EXCERPTED DATA>
┄┄┄┄┄┄┄┄┄┄┄┄┄┄┄┄┄┄┄┄
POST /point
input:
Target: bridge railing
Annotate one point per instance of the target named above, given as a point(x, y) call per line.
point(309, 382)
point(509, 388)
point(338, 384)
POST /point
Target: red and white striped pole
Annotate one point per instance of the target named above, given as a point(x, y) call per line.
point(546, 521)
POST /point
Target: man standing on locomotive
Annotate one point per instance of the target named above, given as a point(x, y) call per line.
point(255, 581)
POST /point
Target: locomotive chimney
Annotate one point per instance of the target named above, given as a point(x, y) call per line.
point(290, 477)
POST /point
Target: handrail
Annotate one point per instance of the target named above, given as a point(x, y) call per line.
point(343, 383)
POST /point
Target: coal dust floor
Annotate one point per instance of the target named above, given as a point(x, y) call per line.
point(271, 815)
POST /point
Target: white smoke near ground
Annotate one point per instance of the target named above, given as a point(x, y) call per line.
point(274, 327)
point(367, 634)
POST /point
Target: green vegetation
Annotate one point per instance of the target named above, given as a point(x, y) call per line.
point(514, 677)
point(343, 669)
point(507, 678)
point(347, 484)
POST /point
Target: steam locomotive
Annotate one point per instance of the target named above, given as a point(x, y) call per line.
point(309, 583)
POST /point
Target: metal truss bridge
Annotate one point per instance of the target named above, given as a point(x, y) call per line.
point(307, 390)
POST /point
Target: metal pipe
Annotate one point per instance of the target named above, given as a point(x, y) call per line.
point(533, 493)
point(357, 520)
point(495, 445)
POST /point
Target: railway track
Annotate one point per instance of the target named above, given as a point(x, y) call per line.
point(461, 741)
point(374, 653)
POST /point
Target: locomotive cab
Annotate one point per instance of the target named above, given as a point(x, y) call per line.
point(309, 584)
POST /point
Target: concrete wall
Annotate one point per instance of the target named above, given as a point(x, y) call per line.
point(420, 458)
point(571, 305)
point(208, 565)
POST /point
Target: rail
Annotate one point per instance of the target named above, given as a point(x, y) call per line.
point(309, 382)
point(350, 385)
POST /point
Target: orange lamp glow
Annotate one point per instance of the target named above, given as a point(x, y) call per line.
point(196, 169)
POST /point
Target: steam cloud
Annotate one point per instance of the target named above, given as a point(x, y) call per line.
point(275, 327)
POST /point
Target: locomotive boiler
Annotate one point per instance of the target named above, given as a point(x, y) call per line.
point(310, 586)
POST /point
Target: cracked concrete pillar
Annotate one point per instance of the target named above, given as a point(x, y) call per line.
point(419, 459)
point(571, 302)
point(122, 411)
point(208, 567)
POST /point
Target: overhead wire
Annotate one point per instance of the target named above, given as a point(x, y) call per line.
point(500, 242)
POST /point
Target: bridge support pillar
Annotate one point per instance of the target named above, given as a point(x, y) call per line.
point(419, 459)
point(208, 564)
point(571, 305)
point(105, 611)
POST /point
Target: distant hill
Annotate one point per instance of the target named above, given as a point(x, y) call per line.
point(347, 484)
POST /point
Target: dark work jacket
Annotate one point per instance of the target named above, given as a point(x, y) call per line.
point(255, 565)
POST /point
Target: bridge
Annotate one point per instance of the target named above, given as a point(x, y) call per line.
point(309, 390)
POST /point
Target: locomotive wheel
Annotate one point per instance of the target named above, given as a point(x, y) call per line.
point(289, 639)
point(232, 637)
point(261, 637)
┄┄┄┄┄┄┄┄┄┄┄┄┄┄┄┄┄┄┄┄
AIM> Can you put the items into a two-column CSV headed input and output, beginning at the top of the items and stopping after the line that contains "point(271, 815)"? Give one row per item, with its text under input and its answer under output, each in a single quoted field with line breaks turned into spaces.

FULL RESPONSE>
input,output
"POST /point input: Target: bridge railing Annotate one point per instance of the target named above, given as a point(x, y) call per line.","point(309, 382) point(509, 388) point(338, 384)"
"POST /point Target: red and white striped pole Annotate one point per instance of the target named above, given as a point(x, y) call per line.","point(546, 521)"
"POST /point Target: man standing on locomotive Annotate one point per instance of the target named above, given as a point(x, y) call per line.","point(255, 581)"
"POST /point Target: locomotive chimney Annotate one point per instance of the target named above, given as a point(x, y) call per line.","point(290, 477)"
"POST /point Target: handrail Annotate one point per instance of the target named above, given as a point(x, y) call per line.","point(343, 383)"
"POST /point Target: coal dust floor Annotate one point per instance of the target named above, given as a point(x, y) call per line.","point(271, 815)"